Change "ceiling mounted light fixture" to "hanging lamp" in the stretch from the line containing "return mask of woman's hair" through the line containing "306 119 L 306", and return only those lines, leaving everything else in them unchanged.

### [GIVEN INFORMATION]
----

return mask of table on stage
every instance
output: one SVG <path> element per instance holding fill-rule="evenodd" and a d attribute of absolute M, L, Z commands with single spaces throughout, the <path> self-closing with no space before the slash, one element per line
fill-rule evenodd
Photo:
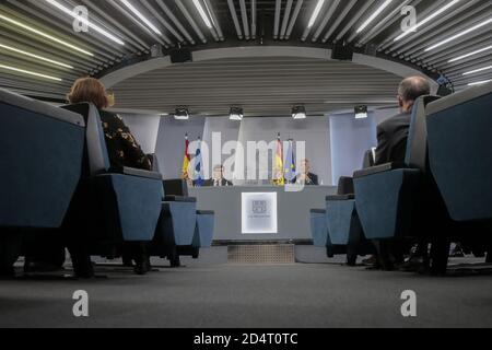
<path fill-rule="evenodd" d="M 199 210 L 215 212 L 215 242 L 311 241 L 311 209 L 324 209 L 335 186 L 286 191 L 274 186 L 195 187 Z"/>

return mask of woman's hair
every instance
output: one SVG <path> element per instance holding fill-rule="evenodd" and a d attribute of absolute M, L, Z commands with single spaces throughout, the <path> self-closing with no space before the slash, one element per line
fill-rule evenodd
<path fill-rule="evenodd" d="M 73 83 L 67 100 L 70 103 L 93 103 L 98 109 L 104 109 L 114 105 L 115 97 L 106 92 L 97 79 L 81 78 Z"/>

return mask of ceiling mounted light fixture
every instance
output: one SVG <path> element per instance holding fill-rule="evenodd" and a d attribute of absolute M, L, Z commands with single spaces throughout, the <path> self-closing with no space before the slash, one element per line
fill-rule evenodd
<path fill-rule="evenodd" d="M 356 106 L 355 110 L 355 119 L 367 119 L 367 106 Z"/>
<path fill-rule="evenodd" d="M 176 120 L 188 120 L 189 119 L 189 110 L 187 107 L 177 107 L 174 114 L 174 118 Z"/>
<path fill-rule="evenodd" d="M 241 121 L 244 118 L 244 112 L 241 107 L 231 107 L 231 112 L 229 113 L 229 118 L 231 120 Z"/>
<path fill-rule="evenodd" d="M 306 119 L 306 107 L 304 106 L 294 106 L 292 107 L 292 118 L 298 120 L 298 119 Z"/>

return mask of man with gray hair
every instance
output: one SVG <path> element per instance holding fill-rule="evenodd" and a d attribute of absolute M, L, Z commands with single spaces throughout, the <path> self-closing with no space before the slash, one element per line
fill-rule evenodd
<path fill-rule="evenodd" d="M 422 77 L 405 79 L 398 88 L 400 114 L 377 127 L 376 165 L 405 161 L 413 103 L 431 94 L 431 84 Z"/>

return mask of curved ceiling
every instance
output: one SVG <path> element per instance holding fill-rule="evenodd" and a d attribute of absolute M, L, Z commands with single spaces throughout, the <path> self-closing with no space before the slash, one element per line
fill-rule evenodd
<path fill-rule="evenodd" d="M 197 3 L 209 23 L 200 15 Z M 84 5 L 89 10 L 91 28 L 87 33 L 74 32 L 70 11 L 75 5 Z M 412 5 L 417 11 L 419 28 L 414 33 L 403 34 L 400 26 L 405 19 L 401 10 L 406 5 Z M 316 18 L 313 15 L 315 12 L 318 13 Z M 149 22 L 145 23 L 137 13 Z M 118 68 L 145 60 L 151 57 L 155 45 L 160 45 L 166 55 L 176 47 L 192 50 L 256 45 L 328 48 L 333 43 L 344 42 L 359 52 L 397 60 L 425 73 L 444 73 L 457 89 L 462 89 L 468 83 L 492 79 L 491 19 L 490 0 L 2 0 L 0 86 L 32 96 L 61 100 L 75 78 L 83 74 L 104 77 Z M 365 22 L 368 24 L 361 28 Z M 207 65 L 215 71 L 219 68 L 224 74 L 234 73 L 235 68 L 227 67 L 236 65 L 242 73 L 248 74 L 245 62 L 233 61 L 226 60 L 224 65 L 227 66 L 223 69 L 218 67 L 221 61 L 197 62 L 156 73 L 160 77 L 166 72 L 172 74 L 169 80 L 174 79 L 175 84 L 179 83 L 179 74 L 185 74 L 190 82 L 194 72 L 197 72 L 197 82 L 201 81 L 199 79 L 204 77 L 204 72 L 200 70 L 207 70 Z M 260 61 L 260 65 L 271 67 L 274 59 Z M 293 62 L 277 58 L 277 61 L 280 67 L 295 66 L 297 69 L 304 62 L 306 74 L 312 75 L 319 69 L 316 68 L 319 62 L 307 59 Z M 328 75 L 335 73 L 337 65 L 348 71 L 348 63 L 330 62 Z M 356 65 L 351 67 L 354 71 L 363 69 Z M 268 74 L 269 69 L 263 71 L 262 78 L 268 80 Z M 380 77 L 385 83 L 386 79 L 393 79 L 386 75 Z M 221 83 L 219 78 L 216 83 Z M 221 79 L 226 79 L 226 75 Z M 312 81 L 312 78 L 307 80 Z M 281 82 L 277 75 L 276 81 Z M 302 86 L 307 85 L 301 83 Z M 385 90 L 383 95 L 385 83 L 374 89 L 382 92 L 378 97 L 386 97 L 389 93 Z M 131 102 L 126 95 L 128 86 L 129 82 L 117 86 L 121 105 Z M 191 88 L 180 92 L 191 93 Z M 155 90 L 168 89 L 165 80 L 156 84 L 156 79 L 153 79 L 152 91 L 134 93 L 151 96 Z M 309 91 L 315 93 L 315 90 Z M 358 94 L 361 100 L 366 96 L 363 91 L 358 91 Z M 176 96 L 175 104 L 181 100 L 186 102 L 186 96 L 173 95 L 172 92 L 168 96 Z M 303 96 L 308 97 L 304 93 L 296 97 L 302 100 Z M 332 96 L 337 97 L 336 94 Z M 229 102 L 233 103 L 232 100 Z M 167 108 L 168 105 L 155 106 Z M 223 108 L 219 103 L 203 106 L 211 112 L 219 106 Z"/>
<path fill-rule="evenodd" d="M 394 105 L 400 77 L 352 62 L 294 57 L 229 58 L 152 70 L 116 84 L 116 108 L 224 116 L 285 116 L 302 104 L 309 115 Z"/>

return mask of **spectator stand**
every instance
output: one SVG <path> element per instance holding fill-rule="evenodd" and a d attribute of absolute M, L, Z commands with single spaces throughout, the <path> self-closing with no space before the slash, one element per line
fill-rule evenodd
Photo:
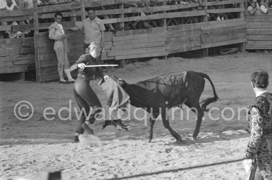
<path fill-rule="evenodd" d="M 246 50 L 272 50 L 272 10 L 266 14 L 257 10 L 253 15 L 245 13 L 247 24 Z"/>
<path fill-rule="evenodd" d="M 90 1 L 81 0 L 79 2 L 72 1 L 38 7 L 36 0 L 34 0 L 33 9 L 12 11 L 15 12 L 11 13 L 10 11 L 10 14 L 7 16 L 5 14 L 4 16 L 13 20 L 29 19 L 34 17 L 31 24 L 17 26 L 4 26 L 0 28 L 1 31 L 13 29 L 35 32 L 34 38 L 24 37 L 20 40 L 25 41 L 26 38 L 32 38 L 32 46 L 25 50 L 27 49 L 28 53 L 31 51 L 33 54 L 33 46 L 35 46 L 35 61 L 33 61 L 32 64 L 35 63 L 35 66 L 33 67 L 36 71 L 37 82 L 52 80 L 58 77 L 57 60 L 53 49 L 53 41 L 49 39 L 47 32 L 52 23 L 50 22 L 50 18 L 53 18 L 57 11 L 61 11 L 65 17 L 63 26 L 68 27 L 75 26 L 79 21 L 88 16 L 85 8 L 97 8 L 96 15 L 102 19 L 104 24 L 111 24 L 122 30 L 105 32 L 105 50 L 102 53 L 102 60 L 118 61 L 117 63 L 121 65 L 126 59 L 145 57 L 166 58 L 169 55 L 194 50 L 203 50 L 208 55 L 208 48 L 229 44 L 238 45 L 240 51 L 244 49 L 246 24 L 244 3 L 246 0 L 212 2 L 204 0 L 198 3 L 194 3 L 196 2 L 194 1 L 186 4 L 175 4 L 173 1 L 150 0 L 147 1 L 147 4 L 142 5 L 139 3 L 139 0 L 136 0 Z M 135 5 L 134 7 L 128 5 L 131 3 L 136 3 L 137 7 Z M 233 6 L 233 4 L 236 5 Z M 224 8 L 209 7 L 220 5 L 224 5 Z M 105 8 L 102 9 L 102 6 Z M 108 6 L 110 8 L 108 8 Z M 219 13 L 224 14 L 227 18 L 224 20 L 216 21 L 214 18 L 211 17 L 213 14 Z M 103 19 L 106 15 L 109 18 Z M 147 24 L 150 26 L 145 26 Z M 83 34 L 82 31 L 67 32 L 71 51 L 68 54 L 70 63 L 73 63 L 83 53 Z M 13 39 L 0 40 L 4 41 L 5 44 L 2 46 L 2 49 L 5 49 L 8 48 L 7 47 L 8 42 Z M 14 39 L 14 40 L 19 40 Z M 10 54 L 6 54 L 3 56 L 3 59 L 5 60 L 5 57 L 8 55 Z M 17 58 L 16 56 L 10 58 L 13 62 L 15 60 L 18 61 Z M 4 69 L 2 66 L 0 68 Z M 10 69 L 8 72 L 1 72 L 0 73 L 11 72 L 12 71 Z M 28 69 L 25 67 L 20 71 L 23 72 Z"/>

----

### [THE SOLUTION]
return mask of woman's hair
every instance
output: one SVG <path> element per instance holding fill-rule="evenodd" and a d attribute of absolute M, L, Z commands with single spaces throughout, the <path> self-closing with no space before the slash, one element per line
fill-rule evenodd
<path fill-rule="evenodd" d="M 73 83 L 67 100 L 70 103 L 93 103 L 98 109 L 104 109 L 114 105 L 115 97 L 106 92 L 97 79 L 81 78 Z"/>

return mask of hanging lamp
every instance
output: one SVG <path> element per instance holding fill-rule="evenodd" and a d attribute of absolute M, L, Z commands with single spaces throughout, the <path> self-closing with no space before the slash, one element per line
fill-rule evenodd
<path fill-rule="evenodd" d="M 356 106 L 355 110 L 355 119 L 367 119 L 367 106 Z"/>
<path fill-rule="evenodd" d="M 176 120 L 188 120 L 189 119 L 189 110 L 187 107 L 177 107 L 174 114 L 174 118 Z"/>
<path fill-rule="evenodd" d="M 241 121 L 244 118 L 244 112 L 241 107 L 231 107 L 231 112 L 229 113 L 229 118 L 231 120 Z"/>
<path fill-rule="evenodd" d="M 306 119 L 306 107 L 304 106 L 294 106 L 292 107 L 292 118 L 298 120 L 298 119 Z"/>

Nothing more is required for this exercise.